1ª Leitura: Gen 14, 18-20; Salmo: Sl 109, 1. 2. 3. 4; 2ª Leitura: 1 Cor 11, 23-26; Evangelho: Lc 9, 11b-17.
Celebramos hoje a solenidade do Santíssimo Corpo e Sangue de Cristo. Esta festa nasceu na Bélgica, em 1247, e foi estendida a toda a Igreja, pelo papa Urbano IV, em 1264, como resposta à heresia de Berengário de Tours que negava a transubstanciação, isto é, negava a “conversão de toda a substância do pão na substância do Corpo de Cristo e de toda a substância do vinho na substância do seu Sangue” que se realiza “na oração eucarística mediante a eficácia da palavra de Cristo e a acção do Espírito Santo” (compêndio do Catecismo da Igreja católica, 283), ou seja, negava a que Cristo está verdadeiramente presente na eucaristia sob a aparência de pão e vinho.
Assim sendo, a festa de hoje é um convite a reflectirmos sobre a realidade da Eucaristia e sobre o lugar que ela ocupa na vida da Igreja. As leituras deste dia ajudam-nos nesta tarefa.

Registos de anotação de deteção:
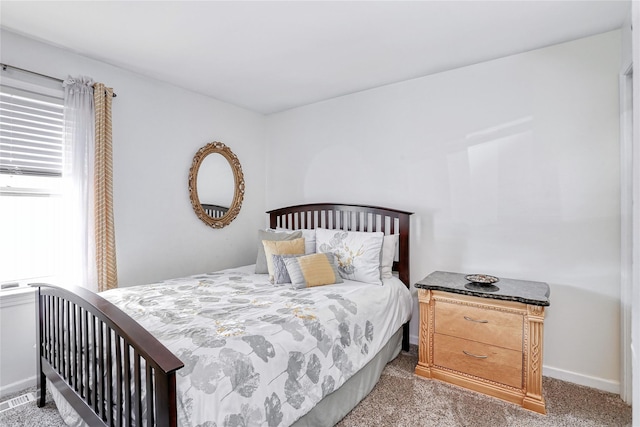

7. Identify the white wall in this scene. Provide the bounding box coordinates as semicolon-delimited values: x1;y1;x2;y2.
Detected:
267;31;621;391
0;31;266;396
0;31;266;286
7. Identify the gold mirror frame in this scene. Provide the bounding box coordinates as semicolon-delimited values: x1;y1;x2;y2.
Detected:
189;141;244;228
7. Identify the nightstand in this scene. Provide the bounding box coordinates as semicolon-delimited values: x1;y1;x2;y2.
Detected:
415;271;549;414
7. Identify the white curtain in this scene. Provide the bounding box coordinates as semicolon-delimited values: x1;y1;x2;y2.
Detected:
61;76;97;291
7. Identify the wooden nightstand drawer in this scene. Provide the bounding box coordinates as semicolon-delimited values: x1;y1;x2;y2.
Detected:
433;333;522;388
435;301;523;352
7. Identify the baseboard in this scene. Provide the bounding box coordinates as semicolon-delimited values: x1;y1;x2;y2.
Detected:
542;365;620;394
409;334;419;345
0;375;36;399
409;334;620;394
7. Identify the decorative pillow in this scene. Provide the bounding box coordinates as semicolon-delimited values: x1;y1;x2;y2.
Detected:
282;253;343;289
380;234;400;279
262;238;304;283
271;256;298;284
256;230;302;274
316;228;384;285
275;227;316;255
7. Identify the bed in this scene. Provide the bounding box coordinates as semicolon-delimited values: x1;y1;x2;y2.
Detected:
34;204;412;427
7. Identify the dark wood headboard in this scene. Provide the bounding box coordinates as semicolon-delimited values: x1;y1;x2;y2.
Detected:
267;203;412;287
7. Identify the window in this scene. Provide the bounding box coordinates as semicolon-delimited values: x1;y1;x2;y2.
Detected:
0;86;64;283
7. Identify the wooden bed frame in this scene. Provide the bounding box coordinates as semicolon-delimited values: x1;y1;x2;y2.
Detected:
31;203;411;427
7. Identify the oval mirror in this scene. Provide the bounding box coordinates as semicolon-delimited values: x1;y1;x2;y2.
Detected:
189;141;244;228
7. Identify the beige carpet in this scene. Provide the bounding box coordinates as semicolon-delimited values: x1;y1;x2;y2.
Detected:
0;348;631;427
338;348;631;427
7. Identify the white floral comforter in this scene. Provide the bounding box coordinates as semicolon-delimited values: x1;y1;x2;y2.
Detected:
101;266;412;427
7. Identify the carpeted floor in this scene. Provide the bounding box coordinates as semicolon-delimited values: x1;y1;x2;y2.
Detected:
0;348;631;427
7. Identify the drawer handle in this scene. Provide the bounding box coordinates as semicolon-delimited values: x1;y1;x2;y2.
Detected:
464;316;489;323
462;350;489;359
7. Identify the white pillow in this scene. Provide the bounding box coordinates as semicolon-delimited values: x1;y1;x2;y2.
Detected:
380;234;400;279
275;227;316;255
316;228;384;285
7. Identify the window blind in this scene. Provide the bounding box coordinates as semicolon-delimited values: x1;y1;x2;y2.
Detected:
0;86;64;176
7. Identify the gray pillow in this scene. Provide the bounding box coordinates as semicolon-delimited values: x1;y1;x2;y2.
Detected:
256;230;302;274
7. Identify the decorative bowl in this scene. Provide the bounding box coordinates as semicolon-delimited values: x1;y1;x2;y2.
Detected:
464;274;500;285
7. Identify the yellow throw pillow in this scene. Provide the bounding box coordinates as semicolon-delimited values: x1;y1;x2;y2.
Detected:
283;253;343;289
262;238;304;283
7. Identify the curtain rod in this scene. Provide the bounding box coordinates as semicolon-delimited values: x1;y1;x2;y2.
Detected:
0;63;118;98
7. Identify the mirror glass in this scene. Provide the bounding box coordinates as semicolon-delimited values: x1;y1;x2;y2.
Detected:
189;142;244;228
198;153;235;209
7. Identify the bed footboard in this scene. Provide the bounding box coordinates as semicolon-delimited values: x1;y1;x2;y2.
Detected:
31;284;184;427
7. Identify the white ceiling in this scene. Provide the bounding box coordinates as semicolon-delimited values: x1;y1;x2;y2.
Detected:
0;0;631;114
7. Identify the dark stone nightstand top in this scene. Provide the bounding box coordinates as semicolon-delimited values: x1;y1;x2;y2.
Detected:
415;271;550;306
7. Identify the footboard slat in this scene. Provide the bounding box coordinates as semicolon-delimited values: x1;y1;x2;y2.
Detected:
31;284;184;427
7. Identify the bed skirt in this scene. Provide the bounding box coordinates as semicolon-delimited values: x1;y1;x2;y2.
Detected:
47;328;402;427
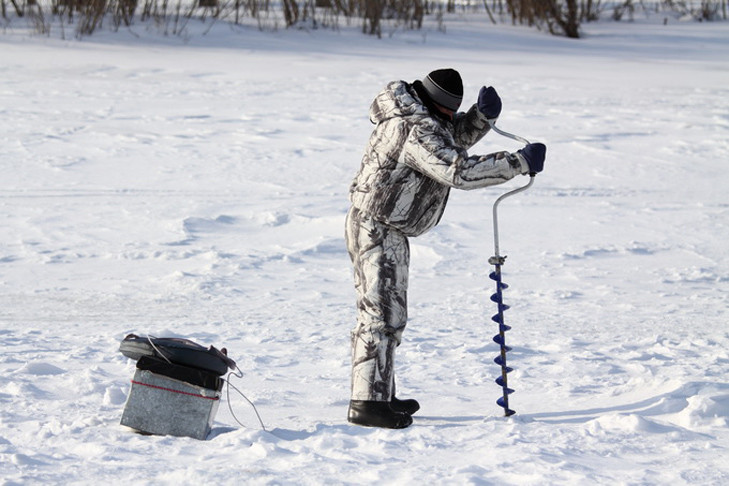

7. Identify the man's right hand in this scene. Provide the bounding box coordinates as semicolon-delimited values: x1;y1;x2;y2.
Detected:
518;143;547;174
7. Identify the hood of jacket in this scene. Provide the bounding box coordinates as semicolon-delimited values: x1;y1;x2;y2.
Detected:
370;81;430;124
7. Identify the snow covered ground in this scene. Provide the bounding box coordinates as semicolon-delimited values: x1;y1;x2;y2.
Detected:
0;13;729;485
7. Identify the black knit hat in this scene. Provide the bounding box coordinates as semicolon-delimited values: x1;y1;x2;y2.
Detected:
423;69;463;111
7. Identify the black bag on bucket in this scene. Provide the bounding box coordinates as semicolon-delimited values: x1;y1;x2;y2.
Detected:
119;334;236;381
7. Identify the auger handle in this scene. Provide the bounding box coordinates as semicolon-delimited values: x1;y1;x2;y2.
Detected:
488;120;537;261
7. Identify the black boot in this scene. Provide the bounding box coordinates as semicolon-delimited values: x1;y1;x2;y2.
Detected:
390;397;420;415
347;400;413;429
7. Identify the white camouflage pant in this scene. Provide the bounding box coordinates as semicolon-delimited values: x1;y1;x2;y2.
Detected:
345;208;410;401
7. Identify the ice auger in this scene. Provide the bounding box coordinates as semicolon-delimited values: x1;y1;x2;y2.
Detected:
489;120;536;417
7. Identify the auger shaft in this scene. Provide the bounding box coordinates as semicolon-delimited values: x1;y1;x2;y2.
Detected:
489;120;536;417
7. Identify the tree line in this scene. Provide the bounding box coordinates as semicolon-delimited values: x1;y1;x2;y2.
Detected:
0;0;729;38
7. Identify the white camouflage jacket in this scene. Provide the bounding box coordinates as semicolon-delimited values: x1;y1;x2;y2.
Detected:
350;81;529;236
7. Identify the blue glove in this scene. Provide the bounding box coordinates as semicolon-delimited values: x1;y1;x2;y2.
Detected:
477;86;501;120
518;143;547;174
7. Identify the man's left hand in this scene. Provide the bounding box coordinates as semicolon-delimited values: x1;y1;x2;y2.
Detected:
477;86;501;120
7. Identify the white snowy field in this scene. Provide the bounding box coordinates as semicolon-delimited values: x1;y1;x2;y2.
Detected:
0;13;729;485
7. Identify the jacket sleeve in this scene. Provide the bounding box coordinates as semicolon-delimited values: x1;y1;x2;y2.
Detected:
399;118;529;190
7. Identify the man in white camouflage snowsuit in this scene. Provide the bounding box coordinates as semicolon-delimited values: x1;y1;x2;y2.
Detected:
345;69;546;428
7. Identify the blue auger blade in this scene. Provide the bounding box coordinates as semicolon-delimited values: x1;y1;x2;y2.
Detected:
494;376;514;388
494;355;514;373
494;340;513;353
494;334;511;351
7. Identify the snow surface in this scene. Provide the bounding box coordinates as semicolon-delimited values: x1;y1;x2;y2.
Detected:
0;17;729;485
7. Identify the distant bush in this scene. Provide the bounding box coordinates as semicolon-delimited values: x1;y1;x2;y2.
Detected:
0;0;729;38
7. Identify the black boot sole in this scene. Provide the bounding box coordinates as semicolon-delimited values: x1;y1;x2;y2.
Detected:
...
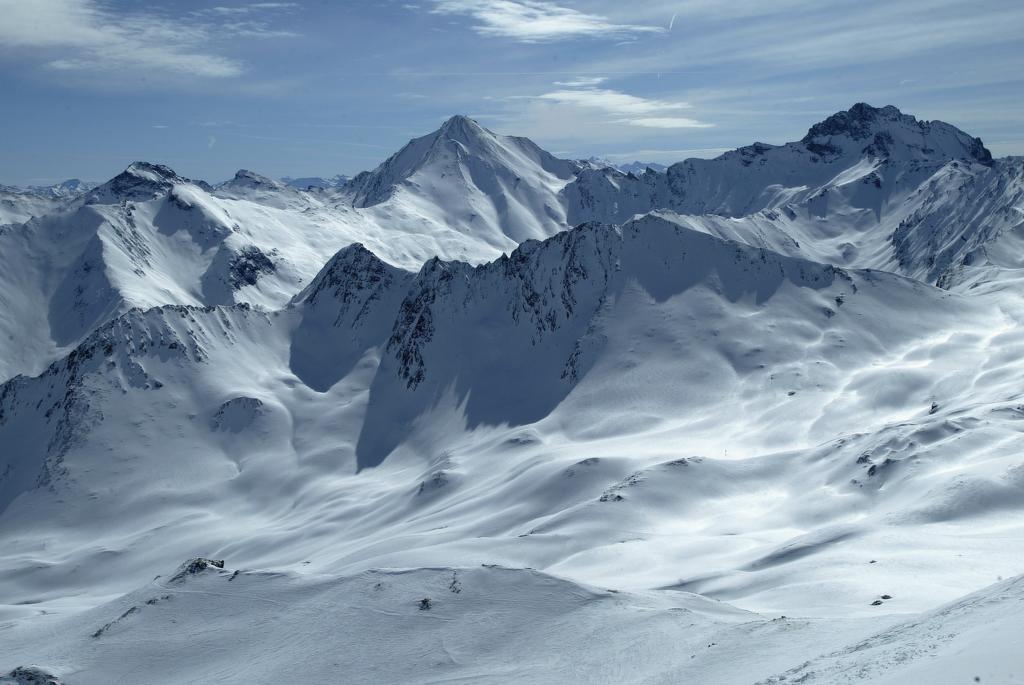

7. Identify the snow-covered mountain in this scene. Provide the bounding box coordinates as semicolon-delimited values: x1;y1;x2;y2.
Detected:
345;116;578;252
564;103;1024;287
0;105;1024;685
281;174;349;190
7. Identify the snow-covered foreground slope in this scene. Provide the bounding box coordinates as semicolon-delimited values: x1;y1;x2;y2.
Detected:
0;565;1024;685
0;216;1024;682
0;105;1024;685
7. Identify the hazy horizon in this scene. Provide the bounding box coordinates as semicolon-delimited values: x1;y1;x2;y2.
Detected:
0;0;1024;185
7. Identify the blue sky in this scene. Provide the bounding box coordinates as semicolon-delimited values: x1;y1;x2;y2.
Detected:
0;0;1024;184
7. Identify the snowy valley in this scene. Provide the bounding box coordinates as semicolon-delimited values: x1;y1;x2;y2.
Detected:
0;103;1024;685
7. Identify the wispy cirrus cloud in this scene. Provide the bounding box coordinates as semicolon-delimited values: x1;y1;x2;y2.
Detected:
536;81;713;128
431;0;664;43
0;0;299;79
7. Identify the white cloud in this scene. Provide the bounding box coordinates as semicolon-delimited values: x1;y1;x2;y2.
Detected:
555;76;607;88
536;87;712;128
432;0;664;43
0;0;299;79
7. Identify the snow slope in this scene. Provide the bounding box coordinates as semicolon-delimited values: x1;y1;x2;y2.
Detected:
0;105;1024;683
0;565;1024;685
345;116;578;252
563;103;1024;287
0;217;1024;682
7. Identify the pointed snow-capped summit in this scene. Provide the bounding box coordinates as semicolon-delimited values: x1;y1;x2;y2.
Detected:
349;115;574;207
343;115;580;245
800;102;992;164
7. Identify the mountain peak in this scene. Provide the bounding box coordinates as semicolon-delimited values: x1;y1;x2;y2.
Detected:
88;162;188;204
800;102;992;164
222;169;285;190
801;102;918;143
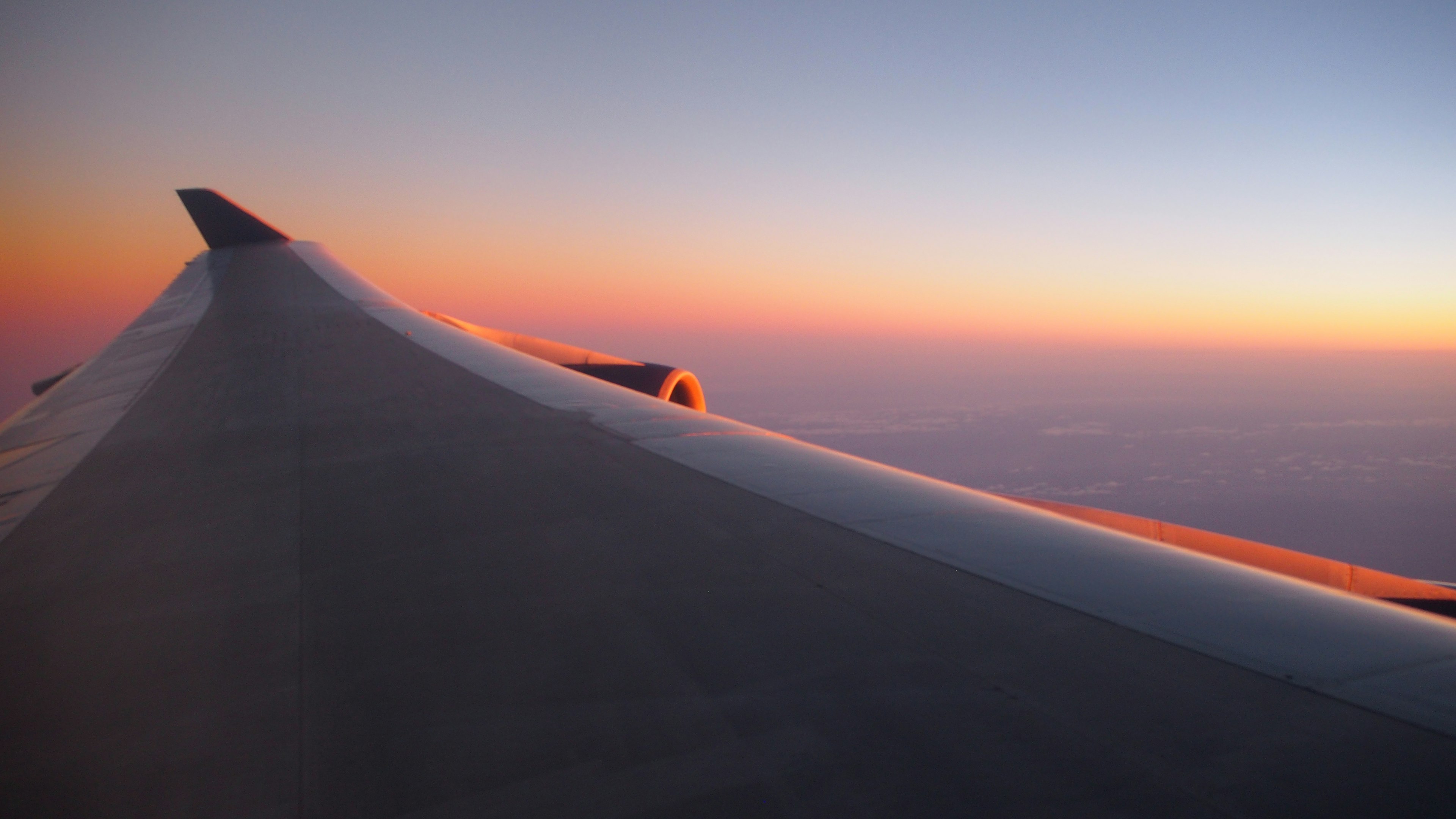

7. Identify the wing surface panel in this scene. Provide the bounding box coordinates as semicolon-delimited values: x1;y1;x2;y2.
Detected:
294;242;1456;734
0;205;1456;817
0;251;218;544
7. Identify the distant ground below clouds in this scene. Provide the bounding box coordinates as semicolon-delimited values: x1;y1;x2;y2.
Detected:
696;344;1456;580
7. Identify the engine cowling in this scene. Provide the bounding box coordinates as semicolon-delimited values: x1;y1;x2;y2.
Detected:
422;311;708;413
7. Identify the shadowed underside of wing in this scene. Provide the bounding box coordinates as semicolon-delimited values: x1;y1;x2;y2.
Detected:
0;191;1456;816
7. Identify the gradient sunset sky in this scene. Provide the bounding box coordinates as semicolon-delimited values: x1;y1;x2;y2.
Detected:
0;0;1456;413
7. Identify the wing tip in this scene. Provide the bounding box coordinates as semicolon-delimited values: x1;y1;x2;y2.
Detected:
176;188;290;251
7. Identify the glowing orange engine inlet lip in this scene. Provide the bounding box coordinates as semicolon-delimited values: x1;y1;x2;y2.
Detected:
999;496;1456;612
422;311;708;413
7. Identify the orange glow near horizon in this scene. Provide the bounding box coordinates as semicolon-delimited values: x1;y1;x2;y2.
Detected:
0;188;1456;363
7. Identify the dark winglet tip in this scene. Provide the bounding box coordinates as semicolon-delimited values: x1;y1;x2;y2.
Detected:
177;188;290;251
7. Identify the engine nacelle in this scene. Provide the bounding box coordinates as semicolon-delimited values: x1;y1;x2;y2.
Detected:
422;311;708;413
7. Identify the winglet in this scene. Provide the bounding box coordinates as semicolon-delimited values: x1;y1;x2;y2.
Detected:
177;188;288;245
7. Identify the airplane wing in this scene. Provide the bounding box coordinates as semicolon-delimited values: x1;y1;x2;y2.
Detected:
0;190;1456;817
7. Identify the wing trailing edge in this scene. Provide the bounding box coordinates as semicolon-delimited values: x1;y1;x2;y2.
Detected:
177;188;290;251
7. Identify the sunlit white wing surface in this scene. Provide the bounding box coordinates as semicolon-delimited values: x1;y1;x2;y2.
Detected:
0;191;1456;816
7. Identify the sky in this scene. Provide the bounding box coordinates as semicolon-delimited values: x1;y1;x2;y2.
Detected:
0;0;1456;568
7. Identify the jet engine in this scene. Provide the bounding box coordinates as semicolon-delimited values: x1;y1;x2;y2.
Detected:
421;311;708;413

### Exercícios propostos
A - Reescreva em forma de lista o parágrafo do texto sobre a solenidade do Corpo e Sangue de Cristo que começa por «Celebramos hoje a solenidade». Mantenha os factos principais.
B - Passe para inglês esta frase do texto sobre a solenidade do Corpo e Sangue de Cristo: «As leituras deste dia ajudam-nos nesta tarefa.»
C - Retome o texto sobre a solenidade do Corpo e Sangue de Cristo e continue-o a partir da sua última frase.

### Respostas do exercício
A -
- Celebra-se hoje a solenidade do Santíssimo Corpo e Sangue de Cristo.
- A festa nasceu na Bélgica, em 1247.
- O papa Urbano IV estendeu-a a toda a Igreja em 1264.
- Foi uma resposta à heresia de Berengário de Tours, que negava a transubstanciação.
- A transubstanciação é a conversão de toda a substância do pão na substância do Corpo de Cristo e de toda a substância do vinho na substância do seu Sangue. Realiza-se na oração eucarística, pela eficácia da palavra de Cristo e pela acção do Espírito Santo (compêndio do Catecismo da Igreja católica, 283).
- Negar a transubstanciação é negar que Cristo está verdadeiramente presente na Eucaristia sob a aparência de pão e vinho.

B - Today's readings help us in this task.

C -
Um dos 4 relatos de instituição da eucaristia presentes no Novo Testamento é o de Paulo aos cristãos de Corinto que hoje nos é oferecido como segunda leitura. Este é a primeira narração escrita da instituição da eucaristia. O presente trecho da carta paulina ajuda-nos a compreender a fé católica que afirma que a Eucaristia é “o memorial da sua morte e ressurreição: sacramento de piedade, sinal de unidade, vínculo de caridade, banquete pascal em que se recebe Cristo, a alma se enche de graça e nos é concedido o penhor da glória futura” (Sacrosanctum Concilium, 47).
A Eucaristia é um memorial, porque, sempre que a Igreja, fiel ao mandato do Senhor (“fazei isto em memória de mim”), celebra a eucaristia anuncia a morte do Senhor até que Ele venha. “Sempre que no altar e celebrado o sacrifício da Cruz, em que foi imolado Cristo, nossa Páscoa, realiza-se a obra da redenção” (Lumen Gentium, 3). O memorial é muito mais que uma simples evocação do que aconteceu no passado. Enquanto memorial, a eucaristia torna presente, de uma forma sacramental, o mistério pascal de Cristo.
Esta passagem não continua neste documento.